• [Exercise] Render the entries below as a Markdown table with the columns Row and Entry, numbering each line in order and leaving out any blank lines.

• [Provided records]
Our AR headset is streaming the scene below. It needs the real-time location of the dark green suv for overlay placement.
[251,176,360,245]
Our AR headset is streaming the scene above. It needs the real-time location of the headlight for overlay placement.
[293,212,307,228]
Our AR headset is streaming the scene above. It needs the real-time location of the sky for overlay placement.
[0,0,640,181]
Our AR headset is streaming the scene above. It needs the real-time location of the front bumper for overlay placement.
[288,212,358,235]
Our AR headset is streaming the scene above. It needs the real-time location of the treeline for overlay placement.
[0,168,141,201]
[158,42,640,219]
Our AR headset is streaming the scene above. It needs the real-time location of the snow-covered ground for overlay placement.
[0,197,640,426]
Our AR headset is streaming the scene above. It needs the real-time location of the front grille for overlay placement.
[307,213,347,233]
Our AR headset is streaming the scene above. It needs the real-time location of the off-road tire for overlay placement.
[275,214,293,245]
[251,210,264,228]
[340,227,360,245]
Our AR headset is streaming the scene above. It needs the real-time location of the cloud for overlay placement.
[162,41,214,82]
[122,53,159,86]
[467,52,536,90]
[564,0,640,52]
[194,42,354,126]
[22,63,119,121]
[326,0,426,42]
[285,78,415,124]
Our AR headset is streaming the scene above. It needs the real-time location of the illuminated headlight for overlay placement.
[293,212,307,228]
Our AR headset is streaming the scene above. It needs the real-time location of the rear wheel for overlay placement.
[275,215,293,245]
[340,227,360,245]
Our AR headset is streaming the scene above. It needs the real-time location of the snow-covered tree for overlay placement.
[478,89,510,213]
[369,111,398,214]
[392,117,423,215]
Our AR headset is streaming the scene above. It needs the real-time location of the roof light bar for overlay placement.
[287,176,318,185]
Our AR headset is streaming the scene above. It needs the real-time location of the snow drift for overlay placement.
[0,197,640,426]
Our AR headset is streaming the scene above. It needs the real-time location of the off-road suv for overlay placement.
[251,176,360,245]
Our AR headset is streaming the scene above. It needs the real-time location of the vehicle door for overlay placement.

• [Output below]
| Row | Entry |
|---|---|
| 1 | Our AR headset is streaming the scene below. It needs the real-time location of the dark green suv for overlay placement. |
| 2 | [251,176,360,245] |
| 3 | Our AR headset is streaming the scene above. It needs the real-time location of the headlight for overlay placement. |
| 4 | [293,212,307,228] |
| 5 | Our AR headset is streaming the scene above. It needs the real-time location of the sky for overlay placement. |
| 6 | [0,0,640,181] |
| 7 | Our AR headset is streaming the scene above. It needs the real-time location of the front bumper for overlay placement. |
| 8 | [288,212,358,235] |
| 9 | Our AR headset is streaming the scene above. It needs the real-time location of the treeline for overlay placement. |
| 10 | [0,168,141,201] |
| 11 | [158,42,640,219] |
| 12 | Our AR headset is streaming the scene above. It needs the real-time location of the snow-covered ground for overlay placement. |
| 13 | [0,197,640,426] |
| 14 | Our AR headset is streaming the scene above. It needs the real-time location of the front grille for overlay placement. |
| 15 | [307,213,347,233] |
| 16 | Our AR headset is streaming the scene above. It needs the real-time location of the off-road tire for overlay placement. |
| 17 | [275,214,293,245] |
| 18 | [251,210,264,228] |
| 19 | [340,227,360,245] |
| 20 | Our AR headset is streaming the scene above. It needs the real-time location of the cloud for overlay placement. |
| 21 | [162,41,214,82] |
| 22 | [122,53,159,86] |
| 23 | [467,52,536,90] |
| 24 | [564,0,640,52] |
| 25 | [194,42,354,126] |
| 26 | [22,63,119,121] |
| 27 | [326,0,426,42] |
| 28 | [285,78,415,124] |
| 29 | Our AR headset is streaming the scene above. It needs the real-time location of the illuminated headlight for overlay placement. |
| 30 | [293,212,307,228] |
| 31 | Our AR headset is streaming the scene above. It needs the real-time location of the rear wheel for overlay placement. |
| 32 | [275,215,293,245] |
| 33 | [340,227,360,245] |
| 34 | Our AR headset is streaming the scene above. It needs the real-time location of the snow-covered tree for overlay placement. |
| 35 | [478,89,510,213] |
| 36 | [369,111,398,214] |
| 37 | [392,117,423,215] |
| 38 | Our AR headset is streaming the scene above. It needs the real-time location of the roof light bar for overlay placement. |
| 39 | [287,176,318,185] |
| 40 | Our AR headset is streaming the scene above. It needs the real-time location of the snow drift for overlay placement. |
| 41 | [0,197,640,426] |
| 42 | Our AR headset is streaming the scene above. It needs the real-time location of the off-road suv for overlay placement. |
| 43 | [251,176,360,245] |
| 44 | Our AR headset is streaming the scene above. It needs the real-time location of the vehicle door for overlay placement. |